• Request:
Output exactly the lines from the line with "Phrase: blurred green background" through the end of the records below. Include nothing else.

• Records for the task:
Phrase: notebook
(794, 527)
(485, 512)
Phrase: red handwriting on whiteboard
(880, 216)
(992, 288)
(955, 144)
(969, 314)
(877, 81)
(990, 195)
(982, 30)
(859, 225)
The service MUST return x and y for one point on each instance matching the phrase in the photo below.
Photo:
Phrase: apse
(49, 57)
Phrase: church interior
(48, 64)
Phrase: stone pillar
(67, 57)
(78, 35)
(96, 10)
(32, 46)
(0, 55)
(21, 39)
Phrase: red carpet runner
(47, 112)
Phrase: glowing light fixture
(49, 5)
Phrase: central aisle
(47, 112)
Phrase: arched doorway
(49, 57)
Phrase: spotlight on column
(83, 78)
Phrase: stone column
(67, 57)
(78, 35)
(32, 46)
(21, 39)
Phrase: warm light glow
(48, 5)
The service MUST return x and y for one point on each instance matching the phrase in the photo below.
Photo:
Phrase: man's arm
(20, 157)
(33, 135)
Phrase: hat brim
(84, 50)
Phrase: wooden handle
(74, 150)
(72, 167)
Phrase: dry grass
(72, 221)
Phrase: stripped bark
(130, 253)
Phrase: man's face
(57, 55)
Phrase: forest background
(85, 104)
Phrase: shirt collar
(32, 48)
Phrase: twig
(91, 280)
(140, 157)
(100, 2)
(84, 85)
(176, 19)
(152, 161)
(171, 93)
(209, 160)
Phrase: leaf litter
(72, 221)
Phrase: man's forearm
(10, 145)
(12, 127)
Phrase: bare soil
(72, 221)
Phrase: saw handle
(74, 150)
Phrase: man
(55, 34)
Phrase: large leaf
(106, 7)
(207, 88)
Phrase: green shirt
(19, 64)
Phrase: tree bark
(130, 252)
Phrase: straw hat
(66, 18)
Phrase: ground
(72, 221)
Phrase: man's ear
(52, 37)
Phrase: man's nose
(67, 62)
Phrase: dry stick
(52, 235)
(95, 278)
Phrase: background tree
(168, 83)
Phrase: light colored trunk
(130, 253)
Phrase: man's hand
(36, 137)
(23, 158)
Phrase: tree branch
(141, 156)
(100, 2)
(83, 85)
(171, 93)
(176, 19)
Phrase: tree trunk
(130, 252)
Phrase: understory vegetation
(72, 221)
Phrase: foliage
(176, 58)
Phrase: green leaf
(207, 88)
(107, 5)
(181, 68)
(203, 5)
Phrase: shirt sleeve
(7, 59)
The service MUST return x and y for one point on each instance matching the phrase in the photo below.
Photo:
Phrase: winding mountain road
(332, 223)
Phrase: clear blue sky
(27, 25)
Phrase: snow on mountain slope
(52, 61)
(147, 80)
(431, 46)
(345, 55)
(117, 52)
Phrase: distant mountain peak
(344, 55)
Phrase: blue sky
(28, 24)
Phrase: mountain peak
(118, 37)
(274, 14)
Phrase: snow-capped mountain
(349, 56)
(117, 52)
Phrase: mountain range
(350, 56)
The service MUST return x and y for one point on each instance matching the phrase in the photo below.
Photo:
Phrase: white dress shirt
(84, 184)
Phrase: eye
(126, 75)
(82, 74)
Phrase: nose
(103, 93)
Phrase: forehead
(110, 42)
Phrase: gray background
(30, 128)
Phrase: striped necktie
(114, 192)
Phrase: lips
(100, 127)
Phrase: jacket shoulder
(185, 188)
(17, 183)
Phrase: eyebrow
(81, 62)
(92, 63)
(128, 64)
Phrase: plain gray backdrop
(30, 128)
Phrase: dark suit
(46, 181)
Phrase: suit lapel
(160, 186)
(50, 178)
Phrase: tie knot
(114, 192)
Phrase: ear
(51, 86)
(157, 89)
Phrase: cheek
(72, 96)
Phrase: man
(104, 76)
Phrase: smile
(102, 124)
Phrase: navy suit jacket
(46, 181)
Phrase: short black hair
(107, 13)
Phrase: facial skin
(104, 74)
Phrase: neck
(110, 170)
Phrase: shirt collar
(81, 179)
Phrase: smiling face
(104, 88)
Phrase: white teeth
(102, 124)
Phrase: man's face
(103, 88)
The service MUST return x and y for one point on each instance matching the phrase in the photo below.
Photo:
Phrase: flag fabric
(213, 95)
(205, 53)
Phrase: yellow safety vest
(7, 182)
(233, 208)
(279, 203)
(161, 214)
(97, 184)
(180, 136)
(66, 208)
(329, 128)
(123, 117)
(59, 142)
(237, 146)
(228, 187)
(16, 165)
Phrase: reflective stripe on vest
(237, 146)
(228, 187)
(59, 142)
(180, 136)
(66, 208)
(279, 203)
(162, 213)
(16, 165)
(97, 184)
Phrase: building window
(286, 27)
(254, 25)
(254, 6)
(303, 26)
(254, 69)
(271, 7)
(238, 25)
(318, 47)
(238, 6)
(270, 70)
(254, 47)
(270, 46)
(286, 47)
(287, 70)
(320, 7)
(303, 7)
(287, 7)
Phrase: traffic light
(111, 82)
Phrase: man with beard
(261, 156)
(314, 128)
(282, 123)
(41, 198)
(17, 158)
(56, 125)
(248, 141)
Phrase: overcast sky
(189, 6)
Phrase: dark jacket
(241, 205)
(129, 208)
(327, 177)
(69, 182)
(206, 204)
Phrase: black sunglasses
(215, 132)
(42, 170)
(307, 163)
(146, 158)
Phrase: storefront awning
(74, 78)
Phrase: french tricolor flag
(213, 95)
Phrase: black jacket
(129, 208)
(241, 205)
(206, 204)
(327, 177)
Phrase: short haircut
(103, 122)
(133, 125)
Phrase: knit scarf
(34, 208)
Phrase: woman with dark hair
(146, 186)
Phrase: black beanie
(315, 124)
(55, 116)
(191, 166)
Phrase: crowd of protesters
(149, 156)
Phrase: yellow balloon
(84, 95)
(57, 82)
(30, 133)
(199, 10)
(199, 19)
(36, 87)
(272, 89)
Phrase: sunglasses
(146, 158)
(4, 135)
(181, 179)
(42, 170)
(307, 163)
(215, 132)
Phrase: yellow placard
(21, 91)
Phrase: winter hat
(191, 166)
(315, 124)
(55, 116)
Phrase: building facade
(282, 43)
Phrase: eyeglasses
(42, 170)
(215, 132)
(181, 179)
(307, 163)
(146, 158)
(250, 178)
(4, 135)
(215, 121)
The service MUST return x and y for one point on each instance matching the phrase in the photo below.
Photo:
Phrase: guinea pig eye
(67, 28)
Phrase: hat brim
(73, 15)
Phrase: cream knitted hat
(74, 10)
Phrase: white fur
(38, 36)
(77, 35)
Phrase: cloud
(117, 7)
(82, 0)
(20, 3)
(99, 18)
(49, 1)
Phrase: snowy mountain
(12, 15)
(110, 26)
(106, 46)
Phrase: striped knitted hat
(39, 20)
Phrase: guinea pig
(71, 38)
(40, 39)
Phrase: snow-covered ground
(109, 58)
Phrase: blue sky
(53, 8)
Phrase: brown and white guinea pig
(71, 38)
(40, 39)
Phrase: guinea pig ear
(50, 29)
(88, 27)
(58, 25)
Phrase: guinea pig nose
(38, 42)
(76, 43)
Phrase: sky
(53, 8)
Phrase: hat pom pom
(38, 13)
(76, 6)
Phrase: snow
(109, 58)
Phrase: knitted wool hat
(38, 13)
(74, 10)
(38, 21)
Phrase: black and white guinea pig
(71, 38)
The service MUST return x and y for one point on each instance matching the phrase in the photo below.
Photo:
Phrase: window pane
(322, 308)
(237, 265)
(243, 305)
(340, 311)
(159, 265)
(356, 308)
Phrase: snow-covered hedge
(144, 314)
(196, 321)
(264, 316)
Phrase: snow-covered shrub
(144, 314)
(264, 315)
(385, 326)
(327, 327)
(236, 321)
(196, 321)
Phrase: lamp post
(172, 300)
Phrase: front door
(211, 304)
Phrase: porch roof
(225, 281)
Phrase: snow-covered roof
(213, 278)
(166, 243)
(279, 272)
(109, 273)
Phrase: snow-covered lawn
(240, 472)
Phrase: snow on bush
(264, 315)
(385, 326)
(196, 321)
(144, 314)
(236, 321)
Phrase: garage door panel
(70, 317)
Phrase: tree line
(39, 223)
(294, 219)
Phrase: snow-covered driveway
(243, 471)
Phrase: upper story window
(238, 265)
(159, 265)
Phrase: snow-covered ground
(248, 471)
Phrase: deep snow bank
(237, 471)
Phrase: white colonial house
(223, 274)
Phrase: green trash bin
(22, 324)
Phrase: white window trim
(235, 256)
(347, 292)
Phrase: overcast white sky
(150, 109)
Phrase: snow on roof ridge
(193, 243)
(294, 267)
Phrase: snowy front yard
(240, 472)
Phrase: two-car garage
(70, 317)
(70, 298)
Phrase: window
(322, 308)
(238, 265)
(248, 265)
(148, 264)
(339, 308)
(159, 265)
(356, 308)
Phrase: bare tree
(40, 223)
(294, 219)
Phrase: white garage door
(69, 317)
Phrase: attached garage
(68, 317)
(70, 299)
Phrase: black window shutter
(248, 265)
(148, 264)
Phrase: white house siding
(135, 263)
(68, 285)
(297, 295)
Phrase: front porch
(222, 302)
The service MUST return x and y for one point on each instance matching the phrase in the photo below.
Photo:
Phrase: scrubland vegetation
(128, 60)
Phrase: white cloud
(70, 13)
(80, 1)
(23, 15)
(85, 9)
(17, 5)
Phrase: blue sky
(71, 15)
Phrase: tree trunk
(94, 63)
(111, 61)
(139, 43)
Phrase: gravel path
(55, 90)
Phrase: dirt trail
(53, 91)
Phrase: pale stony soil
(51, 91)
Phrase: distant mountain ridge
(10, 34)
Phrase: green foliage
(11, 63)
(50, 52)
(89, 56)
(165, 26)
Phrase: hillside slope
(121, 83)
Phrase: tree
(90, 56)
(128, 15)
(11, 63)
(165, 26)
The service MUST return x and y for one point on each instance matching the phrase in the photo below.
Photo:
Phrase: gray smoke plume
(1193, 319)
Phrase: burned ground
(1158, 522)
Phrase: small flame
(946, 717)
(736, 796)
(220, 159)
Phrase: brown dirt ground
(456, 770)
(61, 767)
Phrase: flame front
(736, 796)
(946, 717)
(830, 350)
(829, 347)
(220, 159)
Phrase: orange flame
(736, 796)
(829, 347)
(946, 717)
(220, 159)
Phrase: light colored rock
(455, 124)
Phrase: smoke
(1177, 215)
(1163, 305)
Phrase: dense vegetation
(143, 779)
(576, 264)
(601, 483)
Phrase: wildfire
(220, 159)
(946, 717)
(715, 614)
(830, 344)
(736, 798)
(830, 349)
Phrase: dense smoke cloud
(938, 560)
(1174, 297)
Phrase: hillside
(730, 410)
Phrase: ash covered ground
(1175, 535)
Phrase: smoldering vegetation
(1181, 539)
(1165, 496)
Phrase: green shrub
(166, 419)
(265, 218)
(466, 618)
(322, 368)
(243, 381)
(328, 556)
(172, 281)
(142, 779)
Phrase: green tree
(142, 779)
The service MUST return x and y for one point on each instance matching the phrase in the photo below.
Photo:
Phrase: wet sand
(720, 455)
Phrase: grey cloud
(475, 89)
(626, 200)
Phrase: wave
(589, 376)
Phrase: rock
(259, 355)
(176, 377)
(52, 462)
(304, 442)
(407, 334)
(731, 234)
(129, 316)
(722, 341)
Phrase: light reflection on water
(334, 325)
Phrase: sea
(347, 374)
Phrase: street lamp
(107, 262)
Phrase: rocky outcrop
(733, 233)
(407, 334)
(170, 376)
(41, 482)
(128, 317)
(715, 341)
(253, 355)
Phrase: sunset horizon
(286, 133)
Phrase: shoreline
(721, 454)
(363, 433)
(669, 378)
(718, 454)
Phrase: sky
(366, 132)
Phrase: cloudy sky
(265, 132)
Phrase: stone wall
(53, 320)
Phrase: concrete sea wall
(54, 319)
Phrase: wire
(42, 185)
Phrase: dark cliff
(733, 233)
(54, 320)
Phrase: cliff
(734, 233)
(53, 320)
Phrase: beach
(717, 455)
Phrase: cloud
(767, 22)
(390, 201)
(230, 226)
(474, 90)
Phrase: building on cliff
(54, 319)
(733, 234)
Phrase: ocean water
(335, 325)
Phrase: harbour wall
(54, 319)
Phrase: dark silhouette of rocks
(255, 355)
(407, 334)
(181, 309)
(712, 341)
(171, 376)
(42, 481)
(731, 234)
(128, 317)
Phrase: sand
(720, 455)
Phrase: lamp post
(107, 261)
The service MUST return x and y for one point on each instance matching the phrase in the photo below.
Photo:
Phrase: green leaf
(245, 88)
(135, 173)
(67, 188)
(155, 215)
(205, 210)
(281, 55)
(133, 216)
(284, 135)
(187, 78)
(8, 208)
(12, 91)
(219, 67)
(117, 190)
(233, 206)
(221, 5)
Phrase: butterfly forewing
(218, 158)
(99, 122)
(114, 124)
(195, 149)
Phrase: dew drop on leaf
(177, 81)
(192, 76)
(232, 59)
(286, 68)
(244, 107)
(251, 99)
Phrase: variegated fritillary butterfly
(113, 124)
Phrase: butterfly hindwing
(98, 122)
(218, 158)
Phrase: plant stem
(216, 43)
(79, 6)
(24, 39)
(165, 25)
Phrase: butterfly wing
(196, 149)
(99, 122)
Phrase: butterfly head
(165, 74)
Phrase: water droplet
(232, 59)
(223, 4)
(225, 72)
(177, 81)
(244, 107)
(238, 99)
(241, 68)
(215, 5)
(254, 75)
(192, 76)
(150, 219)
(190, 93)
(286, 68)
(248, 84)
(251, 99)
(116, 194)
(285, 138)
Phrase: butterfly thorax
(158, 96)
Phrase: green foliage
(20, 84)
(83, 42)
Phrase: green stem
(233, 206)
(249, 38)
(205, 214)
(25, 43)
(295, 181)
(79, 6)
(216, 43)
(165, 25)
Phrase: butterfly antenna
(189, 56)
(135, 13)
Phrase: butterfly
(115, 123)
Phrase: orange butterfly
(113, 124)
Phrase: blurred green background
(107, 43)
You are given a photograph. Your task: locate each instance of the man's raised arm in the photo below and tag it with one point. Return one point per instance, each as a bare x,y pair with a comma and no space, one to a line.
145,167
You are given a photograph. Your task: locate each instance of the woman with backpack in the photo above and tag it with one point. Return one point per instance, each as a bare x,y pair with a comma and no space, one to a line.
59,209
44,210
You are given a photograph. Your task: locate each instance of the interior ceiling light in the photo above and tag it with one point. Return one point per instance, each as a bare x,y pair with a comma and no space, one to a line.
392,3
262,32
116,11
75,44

• Full output:
Phrase: blurred green background
(107, 43)
You are given a photograph. Your task: locate each instance of the man's raised arm in the photo below and tag it with one point. Return one point per instance, each as a bare x,y pair with a comma and no space, one to a line.
145,167
You are given a photograph. Your task: locate each instance of the woman with backpack in the photo above and tag it with one point. Return one point per instance, each as a bare x,y pair with a comma and no space, one to a line.
59,209
44,210
You are given a photograph. Your task: locate each instance of the interior ceiling light in the photo above and tag it with one point. Return one point per instance, each as a bare x,y pair with a comma and no space, one to a line.
392,3
262,32
116,11
75,44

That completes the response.